● **Exercices**:
• a. Quelle durée la critique de Black Storm attribue-t-elle à ce film ?
• b. Reproduisez le passage de la critique de Black Storm situé entre "Pas d’explosions, ni" et "de s’y attarder.", bornes comprises.
• c. Relevez tous les titres de films cités dans la critique de Black Storm, y compris celui du film critiqué.

● **Page**:
========

Pas d’explosions, ni de robots-voitures anthropomorphisés dans cette réalisation de Steven Quale. Pourtant on n’est pas très loin du « cinéma » à la Michael Bay. En effet, sont réunis dans Black Storm tous les ingrédients qui font désormais partie du style du génie hollywoodien auquel on doit, entre-autres, Bad Boys : effets spéciaux très travaillés, personnages superficiels ou encore acteurs plus que moyens. Ce blockbuster catastrophe (et le terme est à utiliser à double sens ici) peine à emballer et on se lasse vite. D’ailleurs, jamais une production de 89 minutes n’a semblée si longue. Autant vous dire que Black Storm ne vaut pas du tout la peine de s’y attarder.
Bien que parti d’une idée originale, Black Storm aura été une énorme déception. Le film est raconté selon différents points de vues, à travers multiples écrans, que ce soit les caméras des protagonistes ou celles de la vidéosurveillance d’une école ou d’un aéroport. En reprenant le concept de REC, Projet X ou Chronicles, qui nous racontait chacun une histoire de manière neutre d’une unique caméra portative, l’histoire de Black Storm est relatée avec le même procédé à la différence qu’il est ici pluriel. L’intention est donc, a priori, celle de raconter une histoire avec la quasi-neutralité du reportage journalistique ou du documentaire.

========

● **Données fournies**:
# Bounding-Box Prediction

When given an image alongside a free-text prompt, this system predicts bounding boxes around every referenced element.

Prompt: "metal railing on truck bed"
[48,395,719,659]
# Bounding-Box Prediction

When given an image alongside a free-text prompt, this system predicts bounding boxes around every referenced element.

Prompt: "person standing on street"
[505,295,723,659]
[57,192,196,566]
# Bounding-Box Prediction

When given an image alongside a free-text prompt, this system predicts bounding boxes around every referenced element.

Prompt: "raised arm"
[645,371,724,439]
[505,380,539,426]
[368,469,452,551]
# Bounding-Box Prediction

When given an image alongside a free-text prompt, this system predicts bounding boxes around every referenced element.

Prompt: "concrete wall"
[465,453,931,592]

========

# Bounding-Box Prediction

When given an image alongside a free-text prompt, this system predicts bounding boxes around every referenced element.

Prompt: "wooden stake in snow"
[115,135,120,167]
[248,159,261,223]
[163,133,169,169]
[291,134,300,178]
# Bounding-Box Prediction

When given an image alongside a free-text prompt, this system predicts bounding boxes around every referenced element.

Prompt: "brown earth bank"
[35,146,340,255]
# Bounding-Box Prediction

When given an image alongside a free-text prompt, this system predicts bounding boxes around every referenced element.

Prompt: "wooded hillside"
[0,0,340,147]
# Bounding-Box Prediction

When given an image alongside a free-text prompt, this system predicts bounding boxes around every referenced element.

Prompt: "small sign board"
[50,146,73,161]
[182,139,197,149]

========

● **Résultats par exercice**:
• a. 89 minutes.

• b.
Pas d’explosions, ni de robots-voitures anthropomorphisés dans cette réalisation de Steven Quale. Pourtant on n’est pas très loin du « cinéma » à la Michael Bay. En effet, sont réunis dans Black Storm tous les ingrédients qui font désormais partie du style du génie hollywoodien auquel on doit, entre-autres, Bad Boys : effets spéciaux très travaillés, personnages superficiels ou encore acteurs plus que moyens. Ce blockbuster catastrophe (et le terme est à utiliser à double sens ici) peine à emballer et on se lasse vite. D’ailleurs, jamais une production de 89 minutes n’a semblée si longue. Autant vous dire que Black Storm ne vaut pas du tout la peine de s’y attarder.

• c. Black Storm, Bad Boys, REC, Projet X, Chronicles